##### RECORD LIST #####

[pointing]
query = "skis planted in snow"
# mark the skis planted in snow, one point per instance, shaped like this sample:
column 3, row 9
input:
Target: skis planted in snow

#####

◆ **PROBLEM DETAILS**: Extract every line of the listing above and reproduce it unchanged.

◆ **RESULT BELOW**:
[pointing]
query = "skis planted in snow"
# mark the skis planted in snow, one point per instance, shaped like this sample:
column 3, row 9
input:
Target: skis planted in snow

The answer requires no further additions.